* start LISTED ENTRIES *

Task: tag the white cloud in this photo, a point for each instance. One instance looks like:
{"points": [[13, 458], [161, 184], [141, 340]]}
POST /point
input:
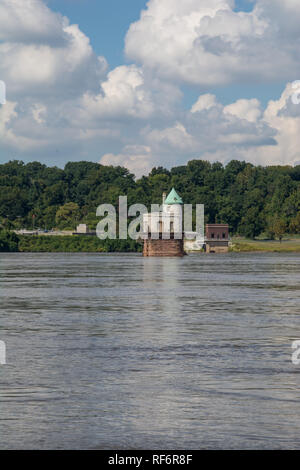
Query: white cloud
{"points": [[245, 109], [206, 101], [62, 101], [207, 43], [136, 158]]}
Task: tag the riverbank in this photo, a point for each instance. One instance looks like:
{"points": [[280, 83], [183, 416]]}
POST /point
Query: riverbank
{"points": [[243, 245], [75, 244]]}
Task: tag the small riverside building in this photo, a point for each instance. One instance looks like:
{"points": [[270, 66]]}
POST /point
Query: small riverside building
{"points": [[163, 229], [217, 238]]}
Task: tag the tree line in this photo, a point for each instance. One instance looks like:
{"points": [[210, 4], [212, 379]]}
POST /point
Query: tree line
{"points": [[253, 200]]}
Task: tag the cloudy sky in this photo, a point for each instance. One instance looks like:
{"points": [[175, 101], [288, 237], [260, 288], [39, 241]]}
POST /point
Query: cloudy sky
{"points": [[141, 84]]}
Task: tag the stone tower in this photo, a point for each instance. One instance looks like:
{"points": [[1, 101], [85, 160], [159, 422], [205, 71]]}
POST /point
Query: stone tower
{"points": [[163, 229]]}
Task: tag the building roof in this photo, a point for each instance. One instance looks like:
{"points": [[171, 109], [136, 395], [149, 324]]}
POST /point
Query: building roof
{"points": [[173, 198]]}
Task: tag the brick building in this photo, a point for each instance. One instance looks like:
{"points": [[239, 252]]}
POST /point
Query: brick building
{"points": [[217, 238]]}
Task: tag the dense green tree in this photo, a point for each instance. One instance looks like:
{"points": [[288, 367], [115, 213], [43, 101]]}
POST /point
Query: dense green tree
{"points": [[240, 194]]}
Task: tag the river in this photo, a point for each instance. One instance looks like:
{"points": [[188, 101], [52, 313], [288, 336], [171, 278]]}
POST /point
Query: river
{"points": [[110, 351]]}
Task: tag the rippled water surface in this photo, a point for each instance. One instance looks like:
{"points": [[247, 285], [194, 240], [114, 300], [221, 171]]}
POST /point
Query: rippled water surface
{"points": [[118, 351]]}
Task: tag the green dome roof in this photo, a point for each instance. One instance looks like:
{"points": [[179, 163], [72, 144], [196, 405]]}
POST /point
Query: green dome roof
{"points": [[173, 198]]}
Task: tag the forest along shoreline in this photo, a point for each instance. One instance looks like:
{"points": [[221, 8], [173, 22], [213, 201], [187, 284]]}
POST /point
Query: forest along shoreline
{"points": [[260, 204]]}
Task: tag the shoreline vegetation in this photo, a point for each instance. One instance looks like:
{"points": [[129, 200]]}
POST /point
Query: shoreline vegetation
{"points": [[260, 204], [10, 242]]}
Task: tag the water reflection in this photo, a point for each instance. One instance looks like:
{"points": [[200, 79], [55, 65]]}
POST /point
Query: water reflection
{"points": [[109, 351]]}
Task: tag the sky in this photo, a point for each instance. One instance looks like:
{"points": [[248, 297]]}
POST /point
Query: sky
{"points": [[143, 84]]}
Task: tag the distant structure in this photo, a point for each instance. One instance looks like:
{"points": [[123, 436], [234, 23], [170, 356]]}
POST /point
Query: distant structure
{"points": [[217, 238], [82, 228], [162, 228]]}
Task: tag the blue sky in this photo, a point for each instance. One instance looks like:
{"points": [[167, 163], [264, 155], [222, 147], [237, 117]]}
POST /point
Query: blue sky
{"points": [[106, 24], [191, 79]]}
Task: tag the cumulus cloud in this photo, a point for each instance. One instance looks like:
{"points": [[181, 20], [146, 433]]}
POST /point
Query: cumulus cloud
{"points": [[63, 100], [208, 43], [41, 53]]}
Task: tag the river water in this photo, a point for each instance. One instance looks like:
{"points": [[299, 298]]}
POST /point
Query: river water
{"points": [[124, 352]]}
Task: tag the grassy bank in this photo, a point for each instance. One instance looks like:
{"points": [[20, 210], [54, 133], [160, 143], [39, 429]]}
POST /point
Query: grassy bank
{"points": [[73, 244], [240, 245]]}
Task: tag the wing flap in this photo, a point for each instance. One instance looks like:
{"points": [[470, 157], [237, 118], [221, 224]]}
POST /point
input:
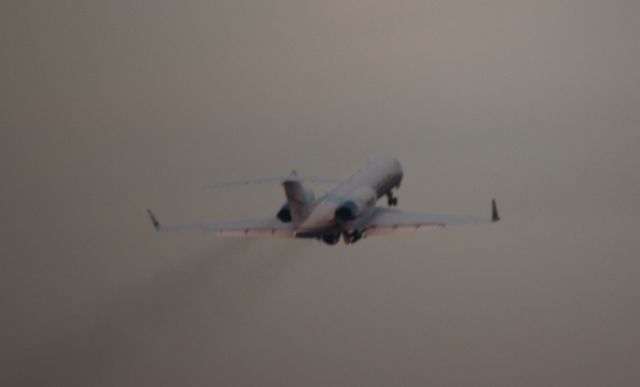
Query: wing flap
{"points": [[241, 228], [390, 221]]}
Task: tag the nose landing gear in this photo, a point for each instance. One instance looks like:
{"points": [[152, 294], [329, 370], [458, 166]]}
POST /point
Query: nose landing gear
{"points": [[392, 201]]}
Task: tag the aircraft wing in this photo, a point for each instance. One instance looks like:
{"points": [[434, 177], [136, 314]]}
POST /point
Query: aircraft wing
{"points": [[239, 228], [387, 221]]}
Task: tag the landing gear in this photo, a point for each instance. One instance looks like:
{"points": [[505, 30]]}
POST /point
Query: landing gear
{"points": [[331, 239], [352, 237], [392, 201]]}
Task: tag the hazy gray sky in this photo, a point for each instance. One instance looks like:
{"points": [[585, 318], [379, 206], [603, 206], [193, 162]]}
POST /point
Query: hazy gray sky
{"points": [[112, 107]]}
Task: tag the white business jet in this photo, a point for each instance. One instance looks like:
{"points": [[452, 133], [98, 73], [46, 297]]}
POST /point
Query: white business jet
{"points": [[349, 210]]}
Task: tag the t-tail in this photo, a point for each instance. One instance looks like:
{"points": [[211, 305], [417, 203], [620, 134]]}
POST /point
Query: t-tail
{"points": [[299, 198]]}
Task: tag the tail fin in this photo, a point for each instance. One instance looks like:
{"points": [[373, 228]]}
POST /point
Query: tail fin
{"points": [[298, 196]]}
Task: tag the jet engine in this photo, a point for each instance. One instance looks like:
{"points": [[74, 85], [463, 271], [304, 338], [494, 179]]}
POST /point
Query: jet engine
{"points": [[361, 200]]}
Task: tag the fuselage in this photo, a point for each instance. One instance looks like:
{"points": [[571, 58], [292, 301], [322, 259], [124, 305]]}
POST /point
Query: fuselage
{"points": [[352, 201]]}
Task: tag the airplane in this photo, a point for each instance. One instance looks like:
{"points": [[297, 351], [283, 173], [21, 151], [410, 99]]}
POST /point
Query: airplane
{"points": [[349, 210]]}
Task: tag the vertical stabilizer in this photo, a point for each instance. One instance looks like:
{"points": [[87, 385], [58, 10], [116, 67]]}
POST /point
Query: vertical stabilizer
{"points": [[299, 198]]}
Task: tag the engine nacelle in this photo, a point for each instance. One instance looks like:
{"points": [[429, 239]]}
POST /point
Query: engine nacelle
{"points": [[284, 214], [361, 200]]}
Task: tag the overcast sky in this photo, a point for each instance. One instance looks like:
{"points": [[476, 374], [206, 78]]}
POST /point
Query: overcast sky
{"points": [[111, 107]]}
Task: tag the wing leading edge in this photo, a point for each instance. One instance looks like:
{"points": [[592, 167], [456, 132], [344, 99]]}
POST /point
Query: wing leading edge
{"points": [[388, 221], [240, 228]]}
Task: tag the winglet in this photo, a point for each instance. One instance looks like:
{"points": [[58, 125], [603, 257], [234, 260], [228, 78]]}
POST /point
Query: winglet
{"points": [[154, 220], [494, 211]]}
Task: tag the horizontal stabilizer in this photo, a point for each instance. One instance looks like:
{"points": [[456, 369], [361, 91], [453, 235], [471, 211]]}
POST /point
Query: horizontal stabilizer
{"points": [[294, 176]]}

* end LISTED ENTRIES *

> [TASK REQUIREMENTS]:
Extract, verbatim, the lines from the one containing "Task: tag the airplane" through the last line of the listing above.

> [RESULT]:
Task: tag the airplane in this photo, a point for each instance. One instance looks like:
{"points": [[297, 351], [283, 173], [21, 151], [410, 99]]}
POST /point
Query: airplane
{"points": [[349, 210]]}
Task: tag the vertical stabilizer in this photo, a point for each instance. One instance looks like:
{"points": [[87, 385], [58, 10], [116, 67]]}
POST /point
Query: vertical stabilizer
{"points": [[299, 198]]}
Task: tag the engine nacelle in this photo, a point for each instance. One instance looks like:
{"points": [[429, 239]]}
POST /point
Query: engine nacelle
{"points": [[284, 214], [361, 200]]}
Task: tag the overcast sky in this photo, a point for each instance. One instance looks like:
{"points": [[476, 374], [206, 78]]}
POST /point
Query: overcast sky
{"points": [[111, 107]]}
Task: tag the wing leading edge in this photo, a point for each instance. One instance looks like:
{"points": [[592, 167], [456, 132], [344, 99]]}
POST /point
Query: wing leading edge
{"points": [[388, 221], [240, 228]]}
Task: tag the winglet in this photo, a point for each instance. One instance looks like:
{"points": [[58, 125], [603, 257], [234, 260], [228, 78]]}
POST /point
Query: winglet
{"points": [[154, 220], [494, 211]]}
Task: tag the horizontal stabilizer in this photo, a point for each instance. One instance looks like:
{"points": [[456, 369], [361, 91], [453, 235], [471, 211]]}
POST /point
Query: horizontal stabilizer
{"points": [[294, 176]]}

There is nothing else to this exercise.